## [任務指示 a]
下面這篇期刊分類文章比較了幾種期刊分類方法。請逐一列出,並註明各自的提出者或來源。

——

2015年4月9日 星期四

Rafols, I., & Leydesdorff, L. (2009). Content‐based and algorithmic classifications of journals: Perspectives on the dynamics of scientific communication and indexer effects. Journal of the American Society for Information Science and Technology, 60(9), 1823-1835.

Rafols, I., & Leydesdorff, L. (2009). Content‐based and algorithmic classifications of journals: Perspectives on the dynamics of scientific communication and indexer effects. Journal of the American Society for Information Science and Technology, 60(9), 1823-1835.

本研究比較兩種以內容為基礎的期刊分類以及兩種以演算法為基礎的期刊分類。兩種以內容為基礎的期刊分類分別是ISI的主題分類(Subject Categories)以及Glänzel and Schubert (2003)的領域/次領域分類(field/subfield classification)SOOI,兩種以演算法為基礎的期刊分類則分別是Blondel et al. (2008)提出的展開式(unfolding)社群偵測(community detection)法以及Rosvall, and Bergstrom (2008)的隨機漫步(random walk)矩陣分解(matrix decomposition)法。若是利用以內容為基礎的分類,期刊可以同時指定多個類別;以演算法為基礎的期刊分類則可以使類別內的引用(within-category citation)對類別內的引用(between-category citation)的比率最大化,也就是將期刊彼此之間的引用資料排列成矩陣,經過適當的行列排列後,使得主要對角線(principal diagonal)附近的數值較大,而其他地方則接近0。

各種分類的相關統計資料如表1所示:


由於以內容為基礎的分類方法具有多重分類特性以及以演算法為基礎的分類方法以矩陣分解為目的,從表1上可以觀察到兩種現象:1) 在類別內期刊數的中位數方面,可以看到以內容為基礎的兩種期刊分類方法較以演算法為基礎的期刊分類方法來得多,可配合圖1每個類別期刊數的分佈在0.50上所呈現的情形。另外,圖1也可發現四種分類方法都是對數常態分布(log normal distribution),也就是在這四種分類方法中,相對少數的類別擁有大量的期刊,然而許多類別卻只有少量期刊。並且以演算法為基礎的分類方法比以內容為基礎的分類方法更偏斜(more skewed),也較是上述的情況更嚴重。隨機漫步方法的前十個類別共有57%種期刊,展開方法則有50%,但ISI和SOOI則分別只有15%和31%。


2) 從引用的分布情形來看,兩種以內容為基礎的分類方法的引用次數總計比以演算法為基礎的分類方法多,但隨機漫步方法和展開方法有較多比率分布在類別內,但ISI和SOOI則是主要分布在類別之間。

接下來,以引用式樣(citation patterns)的餘弦相似性(cosine similarity),比較各種分類方法的類別彼此間的相似性。結果ISI和SOOI的中位數分別是0.020和0.066,比隨機漫步方法和展開方法的0.009和0.007高許多,其原因同樣是因為內容為基礎的方法有多重分類的特性,因此類別間的邊緣較模糊,而演算法為基礎的方法在類別間切割得較清楚。然後將各種分類方法的類別依照它們的相似性繪製成網路圖。四種方法繪製的網路圖大致上都可以看出包含兩大群,一個是生物醫學,另一個則是物理學與工程學,兩個大群體透過三個群體相連,包括化學、地理學-環境科學-生態學群體、以及電腦科學,社會科學群體在網路圖上有些分離,透過行為科學/神經科學和生物醫學相連,並且也透過電腦科學與數學和物理學/工程學相連。綜上所述,不同的科學地圖是相似的,但它們在群體內部類別的密度不同。

In this study, we test the results of two recently available algorithms for the decomposition of large matrices against two content-based classifications of journals: the ISI Subject Categories and the field/subfield classification of Glänzel and Schubert (2003).

——

## [任務指示 b]
在下列條目中找出含有字串“instance”的每一行,並逐行照抄。比對時須區分大小寫。

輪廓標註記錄

——

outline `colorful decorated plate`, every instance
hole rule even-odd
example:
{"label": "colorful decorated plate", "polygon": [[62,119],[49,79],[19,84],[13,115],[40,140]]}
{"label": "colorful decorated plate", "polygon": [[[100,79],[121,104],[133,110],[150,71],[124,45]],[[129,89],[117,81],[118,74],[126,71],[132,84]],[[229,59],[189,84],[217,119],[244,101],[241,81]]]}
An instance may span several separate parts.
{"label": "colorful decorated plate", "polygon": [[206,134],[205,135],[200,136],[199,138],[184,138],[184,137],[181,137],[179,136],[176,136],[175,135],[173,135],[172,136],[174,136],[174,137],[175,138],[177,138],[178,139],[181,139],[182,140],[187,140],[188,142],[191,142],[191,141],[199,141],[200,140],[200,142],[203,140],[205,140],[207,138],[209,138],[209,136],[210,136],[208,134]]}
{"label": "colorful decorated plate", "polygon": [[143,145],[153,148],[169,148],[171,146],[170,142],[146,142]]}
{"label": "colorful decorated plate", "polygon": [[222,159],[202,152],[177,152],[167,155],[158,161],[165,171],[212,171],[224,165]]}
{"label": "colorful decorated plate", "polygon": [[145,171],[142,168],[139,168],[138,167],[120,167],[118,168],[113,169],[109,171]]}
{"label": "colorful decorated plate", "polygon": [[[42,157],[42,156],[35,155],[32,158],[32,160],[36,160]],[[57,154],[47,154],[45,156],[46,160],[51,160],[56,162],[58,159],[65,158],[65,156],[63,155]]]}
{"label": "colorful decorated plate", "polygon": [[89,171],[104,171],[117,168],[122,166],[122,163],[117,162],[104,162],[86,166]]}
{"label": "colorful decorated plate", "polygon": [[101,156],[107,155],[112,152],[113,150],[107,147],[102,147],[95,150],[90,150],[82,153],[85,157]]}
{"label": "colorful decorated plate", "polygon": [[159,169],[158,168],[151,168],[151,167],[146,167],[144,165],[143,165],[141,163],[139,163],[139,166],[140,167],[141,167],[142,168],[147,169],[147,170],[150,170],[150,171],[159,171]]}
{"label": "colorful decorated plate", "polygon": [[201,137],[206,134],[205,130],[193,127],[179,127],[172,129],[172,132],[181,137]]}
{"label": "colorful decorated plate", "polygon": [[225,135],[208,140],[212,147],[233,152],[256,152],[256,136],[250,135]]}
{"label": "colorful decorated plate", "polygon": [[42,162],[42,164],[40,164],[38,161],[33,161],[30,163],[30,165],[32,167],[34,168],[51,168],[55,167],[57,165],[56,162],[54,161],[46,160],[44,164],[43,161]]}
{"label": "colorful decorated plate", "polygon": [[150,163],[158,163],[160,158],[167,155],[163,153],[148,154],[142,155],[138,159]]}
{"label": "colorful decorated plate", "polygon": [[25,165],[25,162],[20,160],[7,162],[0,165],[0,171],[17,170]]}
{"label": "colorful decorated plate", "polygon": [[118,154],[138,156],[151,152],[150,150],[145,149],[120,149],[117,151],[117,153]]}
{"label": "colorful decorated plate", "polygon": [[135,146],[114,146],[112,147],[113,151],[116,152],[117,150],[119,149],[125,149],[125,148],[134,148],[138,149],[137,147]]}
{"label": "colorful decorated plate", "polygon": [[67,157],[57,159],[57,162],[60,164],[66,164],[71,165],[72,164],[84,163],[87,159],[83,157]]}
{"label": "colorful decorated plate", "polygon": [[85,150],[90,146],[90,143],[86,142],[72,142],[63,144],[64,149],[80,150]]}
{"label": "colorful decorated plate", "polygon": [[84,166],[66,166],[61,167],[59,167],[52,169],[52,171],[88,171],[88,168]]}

——

## [預期輸出 a]
ISI的主題分類(Subject Categories)
Glänzel and Schubert (2003)的領域/次領域分類(field/subfield classification)SOOI
Blondel et al. (2008)提出的展開式(unfolding)社群偵測(community detection)法
Rosvall, and Bergstrom (2008)的隨機漫步(random walk)矩陣分解(matrix decomposition)法

## [預期輸出 b]
outline `colorful decorated plate`, every instance
An instance may span several separate parts.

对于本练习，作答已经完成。